◆ **Set task**
Format the listing below as a Markdown table with the columns Row and Line, numbering each line and leaving out blank lines. Start at the listing's first line, stop after the line with "point(137, 56)", and omit the pictures.

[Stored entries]

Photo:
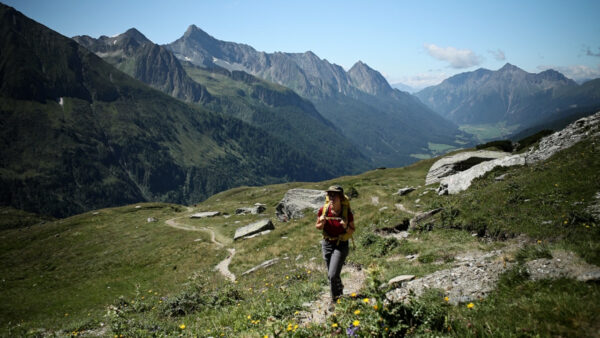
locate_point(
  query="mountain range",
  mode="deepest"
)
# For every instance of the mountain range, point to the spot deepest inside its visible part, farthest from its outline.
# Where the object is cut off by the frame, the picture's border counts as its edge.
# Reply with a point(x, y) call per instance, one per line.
point(275, 109)
point(389, 126)
point(509, 96)
point(78, 134)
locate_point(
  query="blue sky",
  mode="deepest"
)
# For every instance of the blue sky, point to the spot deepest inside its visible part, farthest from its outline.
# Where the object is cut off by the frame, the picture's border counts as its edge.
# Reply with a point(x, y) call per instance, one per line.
point(418, 43)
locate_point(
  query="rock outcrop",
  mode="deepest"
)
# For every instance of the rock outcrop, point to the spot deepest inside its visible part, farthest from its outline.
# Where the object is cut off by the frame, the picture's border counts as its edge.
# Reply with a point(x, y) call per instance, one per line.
point(254, 228)
point(462, 180)
point(205, 214)
point(258, 208)
point(475, 164)
point(451, 165)
point(296, 201)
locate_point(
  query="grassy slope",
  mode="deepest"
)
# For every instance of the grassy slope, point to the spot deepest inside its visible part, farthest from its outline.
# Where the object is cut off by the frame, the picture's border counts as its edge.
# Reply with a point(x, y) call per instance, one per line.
point(117, 248)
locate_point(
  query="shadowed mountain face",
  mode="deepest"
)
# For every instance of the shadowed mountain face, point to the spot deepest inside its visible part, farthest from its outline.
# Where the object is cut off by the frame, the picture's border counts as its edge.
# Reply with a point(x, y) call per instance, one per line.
point(275, 109)
point(509, 95)
point(387, 125)
point(78, 134)
point(137, 56)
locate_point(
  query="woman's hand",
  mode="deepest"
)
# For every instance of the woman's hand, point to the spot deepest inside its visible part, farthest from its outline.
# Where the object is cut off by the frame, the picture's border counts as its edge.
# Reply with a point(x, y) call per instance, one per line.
point(320, 223)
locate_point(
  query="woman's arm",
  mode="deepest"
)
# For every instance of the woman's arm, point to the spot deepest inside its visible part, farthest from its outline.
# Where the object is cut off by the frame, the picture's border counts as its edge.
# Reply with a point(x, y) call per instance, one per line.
point(320, 221)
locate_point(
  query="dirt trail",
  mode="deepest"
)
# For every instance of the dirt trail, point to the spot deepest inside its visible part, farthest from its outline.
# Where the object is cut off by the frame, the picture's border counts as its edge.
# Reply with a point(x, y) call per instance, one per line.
point(223, 266)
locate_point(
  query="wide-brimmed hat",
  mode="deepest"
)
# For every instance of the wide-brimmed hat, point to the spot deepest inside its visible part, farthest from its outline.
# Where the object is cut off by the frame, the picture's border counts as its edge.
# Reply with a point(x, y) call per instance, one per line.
point(335, 188)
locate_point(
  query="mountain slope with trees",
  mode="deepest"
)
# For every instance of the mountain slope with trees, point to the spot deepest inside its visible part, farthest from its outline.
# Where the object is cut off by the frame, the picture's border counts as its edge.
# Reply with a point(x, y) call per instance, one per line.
point(78, 134)
point(275, 109)
point(388, 126)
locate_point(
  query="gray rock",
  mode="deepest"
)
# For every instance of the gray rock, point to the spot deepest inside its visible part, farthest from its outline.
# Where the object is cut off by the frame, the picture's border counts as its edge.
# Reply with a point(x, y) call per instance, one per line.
point(205, 214)
point(258, 208)
point(254, 228)
point(500, 178)
point(258, 234)
point(463, 283)
point(423, 216)
point(295, 201)
point(398, 280)
point(451, 165)
point(405, 191)
point(586, 127)
point(447, 171)
point(261, 266)
point(462, 180)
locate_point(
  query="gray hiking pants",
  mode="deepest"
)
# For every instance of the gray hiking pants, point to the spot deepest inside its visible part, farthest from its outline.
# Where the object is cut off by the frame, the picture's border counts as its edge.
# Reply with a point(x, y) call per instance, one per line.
point(335, 254)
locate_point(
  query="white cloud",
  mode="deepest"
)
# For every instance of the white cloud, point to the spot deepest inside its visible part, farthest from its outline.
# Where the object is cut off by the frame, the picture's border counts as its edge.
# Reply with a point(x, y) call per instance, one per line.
point(498, 54)
point(422, 80)
point(458, 58)
point(579, 73)
point(590, 53)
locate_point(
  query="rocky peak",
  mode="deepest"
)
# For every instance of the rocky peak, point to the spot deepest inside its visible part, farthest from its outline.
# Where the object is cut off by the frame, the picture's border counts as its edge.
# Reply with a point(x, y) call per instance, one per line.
point(509, 68)
point(136, 35)
point(195, 33)
point(368, 79)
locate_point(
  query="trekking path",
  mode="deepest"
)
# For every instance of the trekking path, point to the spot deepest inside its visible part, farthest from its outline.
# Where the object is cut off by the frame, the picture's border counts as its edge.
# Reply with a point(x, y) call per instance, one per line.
point(320, 309)
point(223, 266)
point(401, 207)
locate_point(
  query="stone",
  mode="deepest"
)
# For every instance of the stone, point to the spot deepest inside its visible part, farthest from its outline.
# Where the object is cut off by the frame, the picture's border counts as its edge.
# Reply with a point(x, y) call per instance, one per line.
point(205, 214)
point(462, 180)
point(261, 266)
point(420, 217)
point(455, 173)
point(451, 165)
point(258, 234)
point(398, 280)
point(258, 208)
point(500, 178)
point(295, 201)
point(405, 191)
point(375, 200)
point(254, 228)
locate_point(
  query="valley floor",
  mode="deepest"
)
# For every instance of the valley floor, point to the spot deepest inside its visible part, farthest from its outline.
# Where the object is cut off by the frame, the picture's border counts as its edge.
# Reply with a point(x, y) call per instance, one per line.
point(516, 257)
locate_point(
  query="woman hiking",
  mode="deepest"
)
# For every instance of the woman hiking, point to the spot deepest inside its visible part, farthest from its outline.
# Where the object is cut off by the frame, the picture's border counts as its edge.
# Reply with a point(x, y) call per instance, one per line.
point(337, 222)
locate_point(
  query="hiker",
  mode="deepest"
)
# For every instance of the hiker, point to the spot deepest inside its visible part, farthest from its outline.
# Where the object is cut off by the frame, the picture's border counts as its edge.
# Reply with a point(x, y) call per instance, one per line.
point(337, 222)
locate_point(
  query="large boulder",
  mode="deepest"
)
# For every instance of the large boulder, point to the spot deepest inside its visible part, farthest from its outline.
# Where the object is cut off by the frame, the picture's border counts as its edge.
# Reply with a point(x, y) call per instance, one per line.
point(295, 201)
point(258, 208)
point(586, 127)
point(451, 165)
point(452, 182)
point(205, 214)
point(254, 228)
point(462, 180)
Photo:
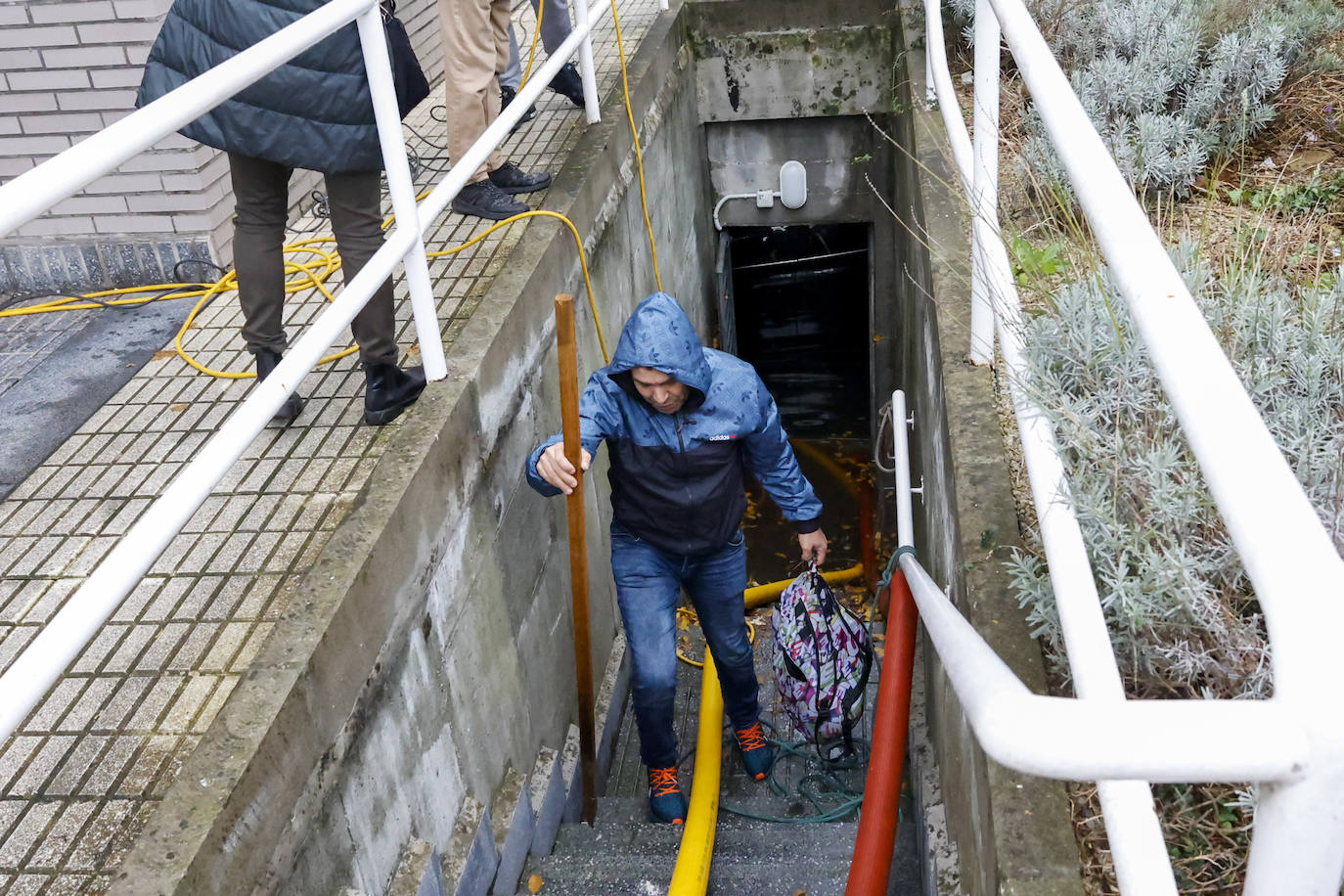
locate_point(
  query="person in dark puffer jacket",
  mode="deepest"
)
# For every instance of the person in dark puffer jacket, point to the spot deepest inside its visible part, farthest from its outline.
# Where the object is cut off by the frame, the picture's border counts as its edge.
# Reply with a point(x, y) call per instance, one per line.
point(683, 424)
point(313, 112)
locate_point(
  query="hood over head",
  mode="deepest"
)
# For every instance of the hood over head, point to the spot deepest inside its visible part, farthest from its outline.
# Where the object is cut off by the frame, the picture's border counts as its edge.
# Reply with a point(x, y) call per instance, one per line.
point(658, 335)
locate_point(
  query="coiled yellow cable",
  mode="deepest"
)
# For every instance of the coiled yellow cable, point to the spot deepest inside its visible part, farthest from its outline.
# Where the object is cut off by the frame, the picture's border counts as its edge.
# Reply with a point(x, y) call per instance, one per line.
point(313, 274)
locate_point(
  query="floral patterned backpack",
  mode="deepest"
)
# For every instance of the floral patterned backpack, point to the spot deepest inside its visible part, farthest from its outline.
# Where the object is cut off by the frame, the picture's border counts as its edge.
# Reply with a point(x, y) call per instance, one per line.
point(823, 655)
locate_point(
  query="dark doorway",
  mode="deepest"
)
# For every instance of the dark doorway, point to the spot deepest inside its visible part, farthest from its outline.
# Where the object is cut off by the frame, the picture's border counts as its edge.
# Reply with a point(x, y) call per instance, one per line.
point(800, 297)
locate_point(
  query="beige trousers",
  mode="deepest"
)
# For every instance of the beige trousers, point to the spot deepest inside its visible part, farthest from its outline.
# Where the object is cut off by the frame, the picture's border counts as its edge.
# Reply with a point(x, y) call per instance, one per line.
point(474, 47)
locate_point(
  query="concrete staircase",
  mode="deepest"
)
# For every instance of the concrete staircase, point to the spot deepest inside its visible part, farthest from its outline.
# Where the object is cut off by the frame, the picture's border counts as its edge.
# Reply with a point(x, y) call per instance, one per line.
point(626, 855)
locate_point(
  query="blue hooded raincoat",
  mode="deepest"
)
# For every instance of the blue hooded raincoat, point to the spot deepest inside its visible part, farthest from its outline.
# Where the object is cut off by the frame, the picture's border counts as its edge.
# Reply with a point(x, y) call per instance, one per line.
point(678, 478)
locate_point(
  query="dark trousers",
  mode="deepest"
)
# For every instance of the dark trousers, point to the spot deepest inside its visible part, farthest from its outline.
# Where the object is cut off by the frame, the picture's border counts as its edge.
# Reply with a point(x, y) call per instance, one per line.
point(261, 193)
point(648, 586)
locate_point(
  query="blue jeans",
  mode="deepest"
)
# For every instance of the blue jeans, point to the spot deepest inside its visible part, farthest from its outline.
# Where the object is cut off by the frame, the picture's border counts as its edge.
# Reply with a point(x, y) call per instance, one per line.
point(648, 586)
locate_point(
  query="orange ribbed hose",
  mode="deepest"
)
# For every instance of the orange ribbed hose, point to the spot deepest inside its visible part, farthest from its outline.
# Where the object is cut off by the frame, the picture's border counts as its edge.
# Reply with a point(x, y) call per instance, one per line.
point(876, 838)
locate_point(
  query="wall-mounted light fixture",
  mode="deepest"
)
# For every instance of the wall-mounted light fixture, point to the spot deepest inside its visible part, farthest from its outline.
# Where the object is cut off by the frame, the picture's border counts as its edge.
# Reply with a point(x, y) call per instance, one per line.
point(793, 191)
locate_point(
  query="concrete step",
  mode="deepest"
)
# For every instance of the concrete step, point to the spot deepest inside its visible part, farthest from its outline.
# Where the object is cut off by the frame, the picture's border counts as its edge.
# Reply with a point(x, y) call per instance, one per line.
point(621, 812)
point(629, 876)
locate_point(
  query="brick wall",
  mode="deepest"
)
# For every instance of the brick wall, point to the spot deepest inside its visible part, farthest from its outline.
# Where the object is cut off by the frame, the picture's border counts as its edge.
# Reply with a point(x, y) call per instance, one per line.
point(68, 68)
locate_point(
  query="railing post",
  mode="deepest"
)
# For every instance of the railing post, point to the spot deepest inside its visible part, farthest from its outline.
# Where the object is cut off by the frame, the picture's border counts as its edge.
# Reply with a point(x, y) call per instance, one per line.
point(586, 71)
point(984, 199)
point(401, 190)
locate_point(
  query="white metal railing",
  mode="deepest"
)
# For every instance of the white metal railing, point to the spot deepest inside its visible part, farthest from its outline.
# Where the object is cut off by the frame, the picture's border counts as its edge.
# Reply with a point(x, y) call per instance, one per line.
point(65, 636)
point(1298, 578)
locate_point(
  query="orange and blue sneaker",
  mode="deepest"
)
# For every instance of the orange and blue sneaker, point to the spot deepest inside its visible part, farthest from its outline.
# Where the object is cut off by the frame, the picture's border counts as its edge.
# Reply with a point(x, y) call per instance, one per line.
point(667, 802)
point(757, 752)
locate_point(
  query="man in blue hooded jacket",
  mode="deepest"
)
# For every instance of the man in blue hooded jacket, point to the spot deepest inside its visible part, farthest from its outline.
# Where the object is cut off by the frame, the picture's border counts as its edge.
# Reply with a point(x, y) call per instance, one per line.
point(683, 424)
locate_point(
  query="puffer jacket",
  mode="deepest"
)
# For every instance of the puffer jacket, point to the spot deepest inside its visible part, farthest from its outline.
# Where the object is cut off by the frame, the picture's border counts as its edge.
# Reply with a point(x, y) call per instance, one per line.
point(678, 478)
point(313, 112)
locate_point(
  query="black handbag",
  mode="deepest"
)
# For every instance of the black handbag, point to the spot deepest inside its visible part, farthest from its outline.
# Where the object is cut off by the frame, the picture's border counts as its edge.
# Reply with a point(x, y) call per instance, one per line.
point(408, 76)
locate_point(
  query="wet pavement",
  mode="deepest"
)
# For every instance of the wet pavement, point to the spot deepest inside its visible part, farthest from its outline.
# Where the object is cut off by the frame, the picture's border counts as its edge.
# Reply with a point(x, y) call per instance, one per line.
point(85, 770)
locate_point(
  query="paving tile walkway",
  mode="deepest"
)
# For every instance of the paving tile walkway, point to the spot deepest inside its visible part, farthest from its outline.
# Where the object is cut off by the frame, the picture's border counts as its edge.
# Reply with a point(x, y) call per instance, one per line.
point(82, 774)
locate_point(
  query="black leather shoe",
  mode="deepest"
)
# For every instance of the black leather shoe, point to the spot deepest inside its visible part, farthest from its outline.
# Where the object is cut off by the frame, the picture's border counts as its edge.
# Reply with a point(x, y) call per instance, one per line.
point(507, 96)
point(511, 179)
point(266, 362)
point(487, 201)
point(388, 389)
point(568, 83)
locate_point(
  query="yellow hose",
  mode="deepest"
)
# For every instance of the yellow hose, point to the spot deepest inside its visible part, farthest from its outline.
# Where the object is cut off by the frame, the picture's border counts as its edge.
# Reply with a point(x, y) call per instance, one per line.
point(762, 594)
point(691, 874)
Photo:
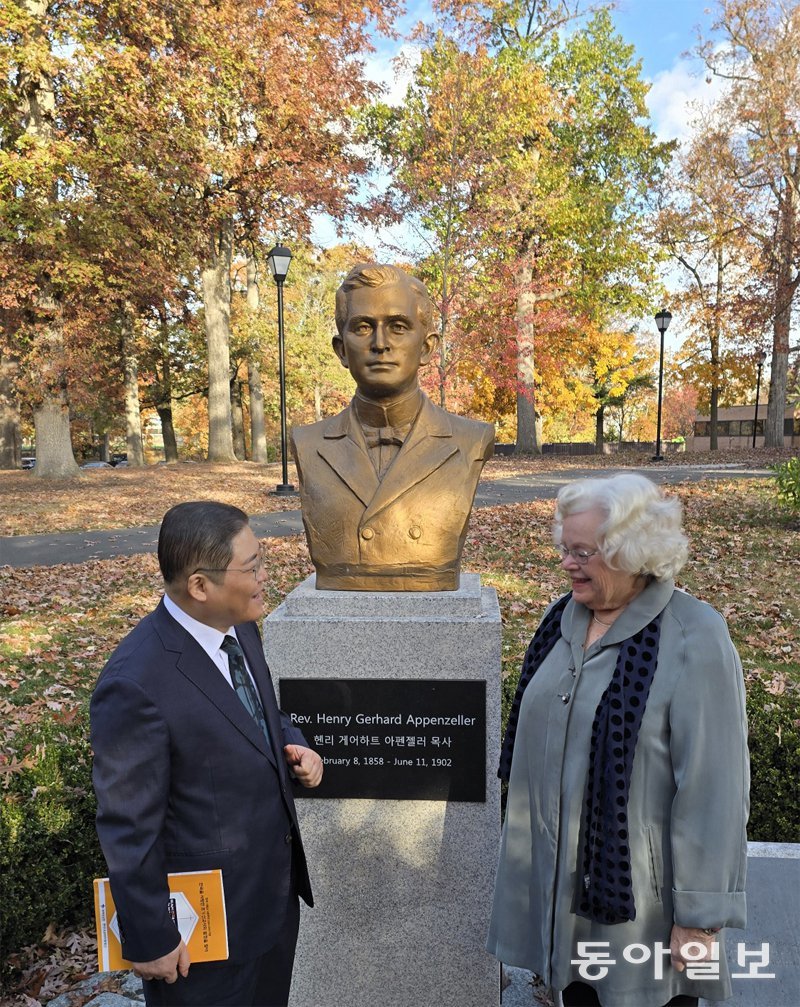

◆ **Response for this exercise**
| Row | Line |
|---|---|
| 1 | Photo: |
| 2 | locate_point( |
| 3 |   query="mountain range", |
| 4 |   mode="deepest" |
| 5 | ) |
| 6 | # For every instance of the mountain range, point to the spot deepest inside its visible part, farthest from its outline. |
| 7 | # Where the object is cut off by the frame, the picture's border counts as its edge. |
| 8 | # Reply with a point(x, y) call per instance, one per line. |
| 9 | point(275, 109) |
| 10 | point(389, 126) |
| 11 | point(509, 96) |
| 12 | point(78, 134) |
| 13 | locate_point( |
| 14 |   query="blue sky", |
| 15 |   mode="deepest" |
| 16 | ) |
| 17 | # For every instance of the blue sky, point to the spot deepest inside its visible part, farthest from its outline. |
| 18 | # Where the object is cut off by the frame, the picture's border counts as its edge. |
| 19 | # Reply with a point(x, y) call per instance, one per line. |
| 20 | point(418, 43) |
| 21 | locate_point( |
| 22 |   query="rock outcrop", |
| 23 |   mode="deepest" |
| 24 | ) |
| 25 | # For every instance of the rock outcrop, point to the spot deepest inside its visible part, farthest from its outline. |
| 26 | # Where the object is cut off by the frame, the picture's border counts as its edge. |
| 27 | # Reply with a point(x, y) call per instance, one per line. |
| 28 | point(254, 228) |
| 29 | point(462, 180) |
| 30 | point(205, 214) |
| 31 | point(258, 208) |
| 32 | point(475, 164) |
| 33 | point(451, 165) |
| 34 | point(296, 201) |
| 35 | locate_point( |
| 36 |   query="grassy slope", |
| 37 |   mode="deepest" |
| 38 | ) |
| 39 | # For every instance of the grassy slope, point to the spot deepest inside its visible part, farthest from its outline. |
| 40 | # Where the object is cut off by the frame, the picture's border counts as its edge. |
| 41 | # Reply with a point(x, y) call per instance, one per line. |
| 42 | point(117, 248) |
| 43 | locate_point( |
| 44 |   query="shadowed mountain face", |
| 45 |   mode="deepest" |
| 46 | ) |
| 47 | # For every instance of the shadowed mountain face, point to the spot deepest inside its visible part, farthest from its outline. |
| 48 | # Where the object is cut off by the frame, the picture's border counts as its edge. |
| 49 | # Reply with a point(x, y) call per instance, one per line. |
| 50 | point(275, 109) |
| 51 | point(509, 95) |
| 52 | point(387, 125) |
| 53 | point(78, 134) |
| 54 | point(137, 56) |